- _WHAT YOU WILL DO_
Your output should be the line with "# sample run" plus all following lines to the end of the records, exactly as written and nothing more.

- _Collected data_
*****
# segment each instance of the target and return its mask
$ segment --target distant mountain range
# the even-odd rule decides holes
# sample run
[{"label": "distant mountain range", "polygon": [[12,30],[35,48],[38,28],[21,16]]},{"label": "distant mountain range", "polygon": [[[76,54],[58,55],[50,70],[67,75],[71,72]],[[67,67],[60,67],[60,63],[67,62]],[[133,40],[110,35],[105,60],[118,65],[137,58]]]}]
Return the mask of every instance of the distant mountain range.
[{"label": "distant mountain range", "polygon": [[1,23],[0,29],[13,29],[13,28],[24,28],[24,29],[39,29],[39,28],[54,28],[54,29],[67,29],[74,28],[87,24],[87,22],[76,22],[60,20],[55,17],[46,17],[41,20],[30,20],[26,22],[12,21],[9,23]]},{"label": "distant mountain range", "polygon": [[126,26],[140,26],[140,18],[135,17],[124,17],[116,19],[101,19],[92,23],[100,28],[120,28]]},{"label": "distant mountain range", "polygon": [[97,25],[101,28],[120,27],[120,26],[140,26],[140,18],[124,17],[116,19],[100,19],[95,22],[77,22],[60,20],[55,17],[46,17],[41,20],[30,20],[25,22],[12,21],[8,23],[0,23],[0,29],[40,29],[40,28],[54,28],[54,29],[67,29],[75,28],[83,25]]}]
*****
- _RESULT OF THE TASK_
# sample run
[{"label": "distant mountain range", "polygon": [[12,30],[35,48],[38,28],[21,16]]},{"label": "distant mountain range", "polygon": [[[76,54],[58,55],[50,70],[67,75],[71,72]],[[67,67],[60,67],[60,63],[67,62]],[[133,40],[110,35],[105,60],[118,65],[137,58]]]}]
Return the mask of every instance of the distant mountain range.
[{"label": "distant mountain range", "polygon": [[1,23],[0,29],[13,29],[13,28],[24,28],[24,29],[39,29],[39,28],[54,28],[54,29],[67,29],[74,28],[87,24],[87,22],[76,22],[60,20],[55,17],[46,17],[41,20],[30,20],[26,22],[12,21],[9,23]]},{"label": "distant mountain range", "polygon": [[126,26],[140,26],[140,18],[135,17],[124,17],[116,19],[101,19],[92,23],[100,28],[120,28]]},{"label": "distant mountain range", "polygon": [[97,25],[101,28],[120,27],[120,26],[140,26],[140,18],[124,17],[116,19],[100,19],[95,22],[77,22],[60,20],[55,17],[46,17],[41,20],[30,20],[25,22],[12,21],[8,23],[0,23],[0,29],[40,29],[40,28],[54,28],[54,29],[67,29],[75,28],[83,25]]}]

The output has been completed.